§ **Estratto**
##############################

Crisi globale e opportunita’ locali. Uno sguardo ai Balcani: Il caso Albania

Parte 1. L’economia albanese e la crisi mondiale

L’Albania è un dei paesi dell’area balcanica (insieme a Bosnia-Erzegovina, Serbia e Montenegro) che hanno raggiunto lo status di potenziali candidati all’Unione Europea (UE).
Nonostante un decennio di crescita economica sostenuta, resta tuttavia tra i Paesi più poveri d’Europa. Questa apparente contraddizione è spiegata dal fatto che l’Albania è stata a lungo il Paese europeo ad economia pianificata meno sviluppato e aperto agli scambi con l’estero e che, dunque, ha iniziato a crescere a partire da un livello molto inferiore di quello dei vicini dell’ ex-Jugoslavia e dell’Europa orientale.
Dal punto di vista macroeconomico si può definire l’Albania di oggi come una piccola economia aperta dipendente per la formazione del PIL da fattori esterni e soprattutto vulnerabile rispetto agli shock provenienti da altri mercati
Negli ultimi 17 anni sono state realizzate importanti riforme strutturali, volte a consolidare le istituzioni democratiche e l’economia di mercato, al fine di promuovere uno sviluppo equilibrato e sostenibile. In questo arco temporale, nonostante la battuta d’arresto del 1997-98 dovuta al collasso del sistema delle cosiddette “piramidi finanziarie” [1], il Paese ha registrato notevoli progressi sia in campo politico (con l’istituzione di un sistema multipartitico e libere elezioni; la membership nell’Alleanza Atlantica), sia in campo economico raggiungendo una relativa stabilità.
I progressi e i dati macroeconomici favorevoli degli ultimi anni, tra cui la crescita costante del PIL intorno al 6% annuo, il contenimento dell’inflazione (stimata al 3,5% nel 2008) e la stabilità del tasso di cambio (perseguita dalla Banca Centrale albanese con tassi di interesse sulla valuta locale relativamente alti e favorita dalle ingenti rimesse degli emigrati), sono tuttavia minacciati dall’impatto e dalle possibili ripercussioni della crisi globale.

##############################

Cita alla lettera, dal testo sull'economia albanese, il passo che si apre con "L’Albania è un" e si chiude con "all’Unione Europea (UE).".

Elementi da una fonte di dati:
##############################

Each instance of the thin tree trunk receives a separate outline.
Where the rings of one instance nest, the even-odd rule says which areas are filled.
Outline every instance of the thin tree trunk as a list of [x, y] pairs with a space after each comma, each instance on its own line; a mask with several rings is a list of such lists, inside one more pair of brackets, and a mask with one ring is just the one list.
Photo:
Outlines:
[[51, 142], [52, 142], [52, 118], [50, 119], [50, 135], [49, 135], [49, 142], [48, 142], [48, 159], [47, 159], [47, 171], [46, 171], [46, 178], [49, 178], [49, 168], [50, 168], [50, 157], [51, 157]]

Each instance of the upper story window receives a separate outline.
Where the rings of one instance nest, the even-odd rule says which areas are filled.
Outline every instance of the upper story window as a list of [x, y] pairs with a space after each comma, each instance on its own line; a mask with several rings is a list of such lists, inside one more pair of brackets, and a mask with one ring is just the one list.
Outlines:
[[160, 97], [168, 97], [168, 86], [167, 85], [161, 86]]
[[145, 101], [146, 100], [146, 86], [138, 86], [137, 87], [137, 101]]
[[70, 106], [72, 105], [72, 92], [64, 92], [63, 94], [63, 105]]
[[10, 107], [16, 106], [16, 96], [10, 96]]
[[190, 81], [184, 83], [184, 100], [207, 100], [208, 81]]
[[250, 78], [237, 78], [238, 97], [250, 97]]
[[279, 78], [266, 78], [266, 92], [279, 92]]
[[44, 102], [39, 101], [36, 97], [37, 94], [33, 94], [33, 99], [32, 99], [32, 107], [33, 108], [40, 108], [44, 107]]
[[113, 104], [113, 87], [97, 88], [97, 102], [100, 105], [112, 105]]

##############################

§ **Risultato dell'esercizio**
L’Albania è un dei paesi dell’area balcanica (insieme a Bosnia-Erzegovina, Serbia e Montenegro) che hanno raggiunto lo status di potenziali candidati all’Unione Europea (UE).